Reproduce exactly, with no other output, every line of the data below from the line containing "Pin every instance of the windshield" to the end, inclusive.
— Start —
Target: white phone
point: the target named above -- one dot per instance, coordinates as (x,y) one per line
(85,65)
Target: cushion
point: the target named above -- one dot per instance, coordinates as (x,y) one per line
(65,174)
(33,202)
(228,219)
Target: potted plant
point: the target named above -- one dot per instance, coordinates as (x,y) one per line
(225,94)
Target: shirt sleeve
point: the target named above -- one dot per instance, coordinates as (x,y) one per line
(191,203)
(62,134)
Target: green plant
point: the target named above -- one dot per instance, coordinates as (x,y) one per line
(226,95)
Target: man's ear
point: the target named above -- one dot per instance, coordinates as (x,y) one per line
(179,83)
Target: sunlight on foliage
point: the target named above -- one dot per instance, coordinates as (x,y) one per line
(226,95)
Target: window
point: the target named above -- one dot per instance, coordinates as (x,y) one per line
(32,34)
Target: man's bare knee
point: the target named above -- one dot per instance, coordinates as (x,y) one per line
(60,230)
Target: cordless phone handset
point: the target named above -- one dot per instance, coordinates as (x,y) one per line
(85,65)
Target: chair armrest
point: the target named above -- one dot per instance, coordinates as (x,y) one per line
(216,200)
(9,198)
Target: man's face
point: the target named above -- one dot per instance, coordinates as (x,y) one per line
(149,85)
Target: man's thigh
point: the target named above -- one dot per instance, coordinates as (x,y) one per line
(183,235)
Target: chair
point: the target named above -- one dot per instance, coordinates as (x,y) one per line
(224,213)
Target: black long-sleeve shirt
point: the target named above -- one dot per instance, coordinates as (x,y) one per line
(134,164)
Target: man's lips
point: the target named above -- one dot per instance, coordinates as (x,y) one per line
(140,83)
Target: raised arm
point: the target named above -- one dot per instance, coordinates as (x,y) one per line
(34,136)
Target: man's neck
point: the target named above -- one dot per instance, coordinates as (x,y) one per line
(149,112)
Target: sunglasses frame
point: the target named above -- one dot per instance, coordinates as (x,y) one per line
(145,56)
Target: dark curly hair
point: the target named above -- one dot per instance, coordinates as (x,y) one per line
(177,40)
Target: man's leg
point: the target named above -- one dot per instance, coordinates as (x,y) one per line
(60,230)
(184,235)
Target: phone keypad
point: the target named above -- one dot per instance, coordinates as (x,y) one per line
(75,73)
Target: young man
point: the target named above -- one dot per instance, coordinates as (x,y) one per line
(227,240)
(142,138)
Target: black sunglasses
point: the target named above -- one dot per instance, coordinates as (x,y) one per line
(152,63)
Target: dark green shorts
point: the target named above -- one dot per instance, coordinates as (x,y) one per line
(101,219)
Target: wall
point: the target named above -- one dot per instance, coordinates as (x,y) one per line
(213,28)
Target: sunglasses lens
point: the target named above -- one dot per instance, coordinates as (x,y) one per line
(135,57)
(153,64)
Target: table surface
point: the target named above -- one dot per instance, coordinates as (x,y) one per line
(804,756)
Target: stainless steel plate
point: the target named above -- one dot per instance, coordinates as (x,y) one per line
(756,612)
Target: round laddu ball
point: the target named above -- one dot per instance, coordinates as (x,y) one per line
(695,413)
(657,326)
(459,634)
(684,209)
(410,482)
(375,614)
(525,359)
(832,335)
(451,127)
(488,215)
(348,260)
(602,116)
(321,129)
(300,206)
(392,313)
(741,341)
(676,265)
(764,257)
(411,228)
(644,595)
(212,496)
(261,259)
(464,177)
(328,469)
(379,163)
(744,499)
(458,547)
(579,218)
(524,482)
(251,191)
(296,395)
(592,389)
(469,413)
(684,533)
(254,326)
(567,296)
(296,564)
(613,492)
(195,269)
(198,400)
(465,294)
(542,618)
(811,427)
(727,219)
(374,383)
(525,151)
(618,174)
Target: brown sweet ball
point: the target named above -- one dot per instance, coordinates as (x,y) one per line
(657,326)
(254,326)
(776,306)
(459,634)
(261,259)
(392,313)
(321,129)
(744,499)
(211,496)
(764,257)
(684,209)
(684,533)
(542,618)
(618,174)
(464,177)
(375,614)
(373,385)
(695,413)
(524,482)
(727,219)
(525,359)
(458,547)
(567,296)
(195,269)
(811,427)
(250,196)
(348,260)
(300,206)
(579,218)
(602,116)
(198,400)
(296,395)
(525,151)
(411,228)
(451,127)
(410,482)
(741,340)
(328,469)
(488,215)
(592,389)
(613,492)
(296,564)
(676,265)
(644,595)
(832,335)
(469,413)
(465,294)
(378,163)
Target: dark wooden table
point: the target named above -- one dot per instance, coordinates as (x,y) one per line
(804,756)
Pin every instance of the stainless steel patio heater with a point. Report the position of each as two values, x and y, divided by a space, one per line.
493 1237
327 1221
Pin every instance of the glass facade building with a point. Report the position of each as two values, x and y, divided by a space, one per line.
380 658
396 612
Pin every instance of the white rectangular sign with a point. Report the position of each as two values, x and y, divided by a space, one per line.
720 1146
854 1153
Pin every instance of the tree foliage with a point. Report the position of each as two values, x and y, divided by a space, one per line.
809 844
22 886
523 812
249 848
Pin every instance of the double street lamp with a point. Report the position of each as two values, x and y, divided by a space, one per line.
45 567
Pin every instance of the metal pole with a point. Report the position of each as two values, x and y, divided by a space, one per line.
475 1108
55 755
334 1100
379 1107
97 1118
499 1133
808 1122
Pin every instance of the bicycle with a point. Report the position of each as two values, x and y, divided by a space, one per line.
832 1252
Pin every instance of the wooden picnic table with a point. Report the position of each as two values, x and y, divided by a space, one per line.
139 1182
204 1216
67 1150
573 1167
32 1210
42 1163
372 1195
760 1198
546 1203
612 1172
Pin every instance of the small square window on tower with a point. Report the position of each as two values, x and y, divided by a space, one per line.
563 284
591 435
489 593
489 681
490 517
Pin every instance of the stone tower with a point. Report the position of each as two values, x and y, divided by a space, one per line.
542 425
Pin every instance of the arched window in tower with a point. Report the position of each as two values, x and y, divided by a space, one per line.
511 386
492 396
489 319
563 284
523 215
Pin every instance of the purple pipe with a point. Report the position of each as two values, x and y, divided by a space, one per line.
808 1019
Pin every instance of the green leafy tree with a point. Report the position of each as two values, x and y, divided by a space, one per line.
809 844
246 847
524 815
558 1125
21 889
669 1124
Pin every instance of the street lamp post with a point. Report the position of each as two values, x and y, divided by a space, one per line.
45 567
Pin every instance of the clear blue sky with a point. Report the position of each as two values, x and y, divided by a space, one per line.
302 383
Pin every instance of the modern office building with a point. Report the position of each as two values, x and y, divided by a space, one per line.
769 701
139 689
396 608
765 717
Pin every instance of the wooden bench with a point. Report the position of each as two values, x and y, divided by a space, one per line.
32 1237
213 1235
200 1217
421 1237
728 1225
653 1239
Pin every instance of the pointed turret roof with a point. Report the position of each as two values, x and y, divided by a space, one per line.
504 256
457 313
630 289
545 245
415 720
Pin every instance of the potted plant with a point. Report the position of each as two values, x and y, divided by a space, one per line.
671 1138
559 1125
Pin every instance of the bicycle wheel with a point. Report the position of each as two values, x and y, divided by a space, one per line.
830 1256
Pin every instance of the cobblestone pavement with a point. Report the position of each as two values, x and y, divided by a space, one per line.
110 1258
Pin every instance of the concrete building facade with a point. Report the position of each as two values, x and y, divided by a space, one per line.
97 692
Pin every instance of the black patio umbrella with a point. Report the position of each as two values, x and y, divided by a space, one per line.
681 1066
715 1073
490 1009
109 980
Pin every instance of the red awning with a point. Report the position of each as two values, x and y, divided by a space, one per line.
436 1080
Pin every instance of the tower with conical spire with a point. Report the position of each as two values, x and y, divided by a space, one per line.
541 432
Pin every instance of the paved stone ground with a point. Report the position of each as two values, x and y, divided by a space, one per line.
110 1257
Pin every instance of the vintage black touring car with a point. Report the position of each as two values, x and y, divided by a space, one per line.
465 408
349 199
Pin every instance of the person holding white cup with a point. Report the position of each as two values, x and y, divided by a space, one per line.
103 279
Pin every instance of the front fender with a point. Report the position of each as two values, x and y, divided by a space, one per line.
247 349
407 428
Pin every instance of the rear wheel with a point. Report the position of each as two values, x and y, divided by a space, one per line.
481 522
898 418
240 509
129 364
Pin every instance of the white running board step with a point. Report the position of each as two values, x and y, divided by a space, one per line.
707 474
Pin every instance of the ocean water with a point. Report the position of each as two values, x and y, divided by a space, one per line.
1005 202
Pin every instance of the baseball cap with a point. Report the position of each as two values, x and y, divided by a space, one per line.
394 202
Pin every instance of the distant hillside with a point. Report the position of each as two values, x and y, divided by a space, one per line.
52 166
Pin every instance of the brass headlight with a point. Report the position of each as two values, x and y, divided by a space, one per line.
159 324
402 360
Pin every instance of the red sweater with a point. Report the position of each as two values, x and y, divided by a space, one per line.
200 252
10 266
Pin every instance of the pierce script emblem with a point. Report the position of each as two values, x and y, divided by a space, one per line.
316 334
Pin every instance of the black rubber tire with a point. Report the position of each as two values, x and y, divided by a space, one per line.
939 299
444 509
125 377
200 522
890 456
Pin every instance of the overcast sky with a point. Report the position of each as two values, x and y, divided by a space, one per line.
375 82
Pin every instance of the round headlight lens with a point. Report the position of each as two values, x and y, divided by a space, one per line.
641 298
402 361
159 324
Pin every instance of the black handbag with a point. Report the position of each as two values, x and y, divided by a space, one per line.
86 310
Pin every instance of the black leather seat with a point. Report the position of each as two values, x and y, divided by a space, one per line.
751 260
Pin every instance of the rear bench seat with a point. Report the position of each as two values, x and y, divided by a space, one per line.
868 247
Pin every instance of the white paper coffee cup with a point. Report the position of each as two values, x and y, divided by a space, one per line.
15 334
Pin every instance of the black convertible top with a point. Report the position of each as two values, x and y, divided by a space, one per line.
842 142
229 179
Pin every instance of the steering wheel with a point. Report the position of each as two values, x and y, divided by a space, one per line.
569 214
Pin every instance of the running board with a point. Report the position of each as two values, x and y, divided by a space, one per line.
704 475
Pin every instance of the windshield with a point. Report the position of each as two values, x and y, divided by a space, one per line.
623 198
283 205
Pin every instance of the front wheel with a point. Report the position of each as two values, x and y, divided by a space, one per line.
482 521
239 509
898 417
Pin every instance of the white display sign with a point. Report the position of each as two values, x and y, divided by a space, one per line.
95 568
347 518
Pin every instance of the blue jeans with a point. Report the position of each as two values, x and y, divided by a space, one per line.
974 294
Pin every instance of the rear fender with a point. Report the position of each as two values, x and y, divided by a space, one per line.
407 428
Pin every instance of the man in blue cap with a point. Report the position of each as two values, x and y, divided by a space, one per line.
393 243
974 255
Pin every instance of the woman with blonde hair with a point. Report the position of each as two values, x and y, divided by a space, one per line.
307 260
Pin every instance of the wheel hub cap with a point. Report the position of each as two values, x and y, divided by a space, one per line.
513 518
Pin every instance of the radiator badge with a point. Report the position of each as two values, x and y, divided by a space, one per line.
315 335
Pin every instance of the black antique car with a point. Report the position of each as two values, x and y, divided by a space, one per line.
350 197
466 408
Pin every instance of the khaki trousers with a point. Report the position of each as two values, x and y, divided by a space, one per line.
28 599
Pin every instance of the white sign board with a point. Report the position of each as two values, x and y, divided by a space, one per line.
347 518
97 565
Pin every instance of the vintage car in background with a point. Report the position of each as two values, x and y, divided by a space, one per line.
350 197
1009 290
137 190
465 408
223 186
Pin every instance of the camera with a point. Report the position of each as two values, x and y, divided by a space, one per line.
— End —
→ **The solution**:
Pin every instance of the windshield with a point. Report the position of each as two values, x and y, divided by a space, one per line.
623 198
283 205
Pin every instance of the front wheel with a point. Report the position of each as two values, x and y, divided by a space, one per line.
482 521
239 509
898 417
Pin every instance of the white display sign with a point. Report the position of each as two values, x and y, divided by a space, one per line.
95 568
347 518
Pin every instance of the blue jeans with a point. Report the position of each as two values, x and y, divided by a space, one per line.
974 294
Pin every instance of the rear fender with a point. Report the position of each as two values, x and y, divided by a space, one per line.
407 428
Pin every instance of the man in blue cap with a point. Report the position of each as two values, x and y, divided by a space, one per line.
393 243
974 255
Pin every instance of the woman with blonde hair with a point. Report the position of each as two values, x and y, divided by a space, one per line.
307 260
Pin every instance of the wheel hub cap with a point. Report the position of each as two values, x and y, divided by a space, one per line.
513 518
Pin every instance of the radiator badge with a point. Report the position of each as two values, x and y, divided by a space, one per line.
315 335
Pin every instance of the black antique car with a point. Report the position of each as two values, x and y, divided by a space, one per line.
350 197
466 408
Pin every instance of the khaki trousers with a point. Report the position of each as two values, x and y, divided by a space, one per line.
28 599
Pin every instance of the white sign board with a point. Report the position of each as two values, x and y, divided by a space, one per line.
347 518
97 565
Pin every instance of the vintage car in background with a point. Report the position of each as two values, x and y, divided by a space, one per line.
350 197
1009 290
137 190
465 408
223 186
Pin every instance of the camera with a point. Report the position of each as two values, x and y, divided by a space, one per line.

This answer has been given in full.